WORK INSTRUCTIONS: Below are entries. Reproduce exactly the lines between the line holding "If you could tag the bare" and the line holding "If you could tag the forearm", inclusive, and only those.
--- INFORMATION SUPPLIED Enclosed Below ---
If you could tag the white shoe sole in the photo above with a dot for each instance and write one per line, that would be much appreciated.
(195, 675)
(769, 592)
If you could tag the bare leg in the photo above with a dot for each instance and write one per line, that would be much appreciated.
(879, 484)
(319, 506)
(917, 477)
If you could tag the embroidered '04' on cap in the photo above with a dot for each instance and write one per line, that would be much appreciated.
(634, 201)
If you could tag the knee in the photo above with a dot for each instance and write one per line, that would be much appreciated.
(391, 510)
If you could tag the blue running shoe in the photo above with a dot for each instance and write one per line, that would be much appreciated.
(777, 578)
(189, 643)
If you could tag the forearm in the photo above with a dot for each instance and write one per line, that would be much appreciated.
--- End of Enclosed INFORMATION SUPPLIED ---
--- INFORMATION SUPPLIED Enclosed Below ---
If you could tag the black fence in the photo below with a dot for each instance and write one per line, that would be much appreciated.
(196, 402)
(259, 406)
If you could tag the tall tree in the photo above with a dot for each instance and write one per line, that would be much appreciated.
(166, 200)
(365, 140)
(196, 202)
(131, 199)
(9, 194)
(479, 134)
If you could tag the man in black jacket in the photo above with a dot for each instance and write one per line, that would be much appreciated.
--- End of Enclosed INFORMATION SUPPLIED ---
TASK OUTPUT:
If you could tag the bare leg in the photo above with a dot for each instance and write one per line, that would be much appreciated.
(879, 484)
(319, 506)
(917, 477)
If you could tag the embroidered '04' on cap in the photo above with a dot for each instance and write one per line, that would be much appreciated.
(634, 201)
If you could tag the knee in the photo above with a dot for each instance and write one per line, that would be much appreciated.
(391, 510)
If you could tag the blue running shoe in the photo above with a dot for each instance and write one per line, that would be much appreciated.
(777, 578)
(189, 643)
If you could tag the forearm in the photo above with a dot for each instance and write one per line, that would be much appreciated.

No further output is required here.